**What the task asks:**
Rewrite the data below with "tent wall" switched to "tent roof", keeping everything else unchanged.

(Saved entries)
--------

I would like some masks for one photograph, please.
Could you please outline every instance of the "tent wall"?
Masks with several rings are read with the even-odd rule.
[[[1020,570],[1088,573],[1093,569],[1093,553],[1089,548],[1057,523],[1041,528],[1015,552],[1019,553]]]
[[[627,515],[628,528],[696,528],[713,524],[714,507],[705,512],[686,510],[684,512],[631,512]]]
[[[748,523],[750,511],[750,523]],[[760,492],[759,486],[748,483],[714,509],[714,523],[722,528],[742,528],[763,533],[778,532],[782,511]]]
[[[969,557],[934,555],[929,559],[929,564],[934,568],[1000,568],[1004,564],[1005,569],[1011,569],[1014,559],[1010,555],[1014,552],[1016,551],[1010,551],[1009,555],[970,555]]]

--------

**Reply:**
I would like some masks for one photograph, please.
Could you please outline every instance of the "tent roof"?
Masks with several rings are read with the even-odd rule.
[[[1020,570],[1088,573],[1093,569],[1093,553],[1089,548],[1057,523],[1041,528],[1015,552],[1019,553]]]
[[[627,515],[628,528],[696,528],[713,524],[714,507],[705,512],[686,510],[684,512],[631,512]]]
[[[748,523],[750,511],[750,523]],[[760,492],[759,486],[748,483],[714,509],[714,523],[722,528],[742,528],[763,533],[778,532],[782,511]]]
[[[969,557],[934,555],[929,559],[929,564],[934,568],[1000,568],[1004,564],[1005,569],[1011,569],[1014,559],[1010,555],[1014,552],[1016,551],[1010,551],[1009,555],[970,555]]]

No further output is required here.